• [Exercise objective]:
Format the stretch of the entries below, from the line containing "If you could indicate the woman's neck" through the line containing "point(37, 65)", both included, as a JSON list of strings with one string per line and blank lines omitted.

• [The records]:
----

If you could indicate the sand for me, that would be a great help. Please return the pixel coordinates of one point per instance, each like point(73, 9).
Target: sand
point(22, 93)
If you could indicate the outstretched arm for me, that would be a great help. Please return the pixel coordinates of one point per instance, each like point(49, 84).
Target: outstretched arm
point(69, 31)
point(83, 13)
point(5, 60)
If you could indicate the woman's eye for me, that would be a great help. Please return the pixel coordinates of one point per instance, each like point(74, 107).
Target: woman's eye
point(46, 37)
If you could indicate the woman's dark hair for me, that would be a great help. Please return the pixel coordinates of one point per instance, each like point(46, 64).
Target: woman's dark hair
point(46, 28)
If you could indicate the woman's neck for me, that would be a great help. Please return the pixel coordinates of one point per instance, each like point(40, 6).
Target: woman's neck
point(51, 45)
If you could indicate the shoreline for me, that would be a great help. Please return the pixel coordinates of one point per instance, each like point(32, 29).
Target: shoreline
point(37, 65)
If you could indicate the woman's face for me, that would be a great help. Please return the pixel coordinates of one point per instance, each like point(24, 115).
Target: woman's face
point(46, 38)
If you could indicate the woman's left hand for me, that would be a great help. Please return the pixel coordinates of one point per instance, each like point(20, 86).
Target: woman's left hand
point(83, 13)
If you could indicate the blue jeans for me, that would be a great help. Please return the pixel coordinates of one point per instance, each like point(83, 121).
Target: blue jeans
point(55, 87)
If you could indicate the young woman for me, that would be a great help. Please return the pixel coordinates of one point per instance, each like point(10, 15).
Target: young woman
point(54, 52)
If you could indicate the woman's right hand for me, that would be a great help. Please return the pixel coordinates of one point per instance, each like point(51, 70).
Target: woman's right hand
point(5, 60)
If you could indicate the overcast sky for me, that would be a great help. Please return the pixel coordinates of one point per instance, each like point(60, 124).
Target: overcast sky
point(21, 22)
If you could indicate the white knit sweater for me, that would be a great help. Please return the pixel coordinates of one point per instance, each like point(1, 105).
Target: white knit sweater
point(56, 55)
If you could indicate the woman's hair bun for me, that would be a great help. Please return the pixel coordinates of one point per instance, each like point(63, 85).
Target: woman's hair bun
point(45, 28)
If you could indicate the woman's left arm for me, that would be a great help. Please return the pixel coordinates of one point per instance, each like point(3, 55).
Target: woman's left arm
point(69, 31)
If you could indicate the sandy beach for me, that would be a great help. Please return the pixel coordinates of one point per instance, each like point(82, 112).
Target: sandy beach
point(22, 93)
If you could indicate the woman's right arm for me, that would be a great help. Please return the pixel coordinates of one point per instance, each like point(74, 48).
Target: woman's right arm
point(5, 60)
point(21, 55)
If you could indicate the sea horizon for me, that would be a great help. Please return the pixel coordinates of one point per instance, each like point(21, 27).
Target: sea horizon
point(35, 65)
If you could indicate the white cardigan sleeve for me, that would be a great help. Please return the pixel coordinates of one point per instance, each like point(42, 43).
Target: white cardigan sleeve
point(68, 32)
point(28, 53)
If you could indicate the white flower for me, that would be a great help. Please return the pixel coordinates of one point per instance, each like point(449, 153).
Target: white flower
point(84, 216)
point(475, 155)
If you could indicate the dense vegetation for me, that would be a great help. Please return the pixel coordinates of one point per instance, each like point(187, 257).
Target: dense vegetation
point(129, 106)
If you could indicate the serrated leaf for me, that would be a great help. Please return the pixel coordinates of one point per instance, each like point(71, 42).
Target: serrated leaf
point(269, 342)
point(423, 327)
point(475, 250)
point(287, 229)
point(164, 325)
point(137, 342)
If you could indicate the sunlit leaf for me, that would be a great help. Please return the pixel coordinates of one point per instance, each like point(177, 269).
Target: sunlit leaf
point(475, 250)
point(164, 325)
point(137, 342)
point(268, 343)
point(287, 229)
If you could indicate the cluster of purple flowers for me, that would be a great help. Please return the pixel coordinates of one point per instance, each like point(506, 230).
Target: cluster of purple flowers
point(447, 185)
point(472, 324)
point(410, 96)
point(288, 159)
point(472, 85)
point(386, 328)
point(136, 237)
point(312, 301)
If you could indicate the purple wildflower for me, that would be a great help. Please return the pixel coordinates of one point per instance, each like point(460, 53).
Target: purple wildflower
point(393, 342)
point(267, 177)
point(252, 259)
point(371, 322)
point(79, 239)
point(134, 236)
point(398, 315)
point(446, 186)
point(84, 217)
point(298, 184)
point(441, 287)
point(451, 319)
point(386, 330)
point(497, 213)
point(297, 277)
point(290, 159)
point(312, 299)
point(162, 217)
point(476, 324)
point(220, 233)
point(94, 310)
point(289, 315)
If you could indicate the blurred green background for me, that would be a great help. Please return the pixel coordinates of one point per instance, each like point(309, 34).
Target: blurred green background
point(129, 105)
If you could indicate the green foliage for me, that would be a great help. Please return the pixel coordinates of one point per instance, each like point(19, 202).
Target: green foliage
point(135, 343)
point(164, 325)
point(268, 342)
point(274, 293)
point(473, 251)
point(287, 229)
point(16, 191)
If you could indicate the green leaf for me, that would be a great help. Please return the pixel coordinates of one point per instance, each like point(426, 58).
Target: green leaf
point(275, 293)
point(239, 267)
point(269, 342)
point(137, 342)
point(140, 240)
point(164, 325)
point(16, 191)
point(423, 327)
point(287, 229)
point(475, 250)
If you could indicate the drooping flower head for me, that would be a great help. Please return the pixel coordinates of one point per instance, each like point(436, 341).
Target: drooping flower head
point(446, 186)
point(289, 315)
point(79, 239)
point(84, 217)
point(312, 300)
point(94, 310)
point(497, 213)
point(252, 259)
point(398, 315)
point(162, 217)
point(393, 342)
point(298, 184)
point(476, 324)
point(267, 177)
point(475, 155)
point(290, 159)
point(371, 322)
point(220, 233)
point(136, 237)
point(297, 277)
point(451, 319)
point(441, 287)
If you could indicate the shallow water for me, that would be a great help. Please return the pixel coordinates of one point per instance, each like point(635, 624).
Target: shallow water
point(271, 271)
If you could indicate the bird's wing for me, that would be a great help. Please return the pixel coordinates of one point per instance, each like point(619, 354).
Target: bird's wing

----

• [Answer to this exercise]:
[
  "If you could indicate the woman's neck for me, that would be a great help. Please return the pixel coordinates of one point per instance, each like point(40, 6).",
  "Target: woman's neck",
  "point(51, 45)",
  "If you could indicate the shoreline for me, that would be a great help. Please return the pixel coordinates of one point per instance, each like point(32, 29).",
  "Target: shoreline",
  "point(37, 65)"
]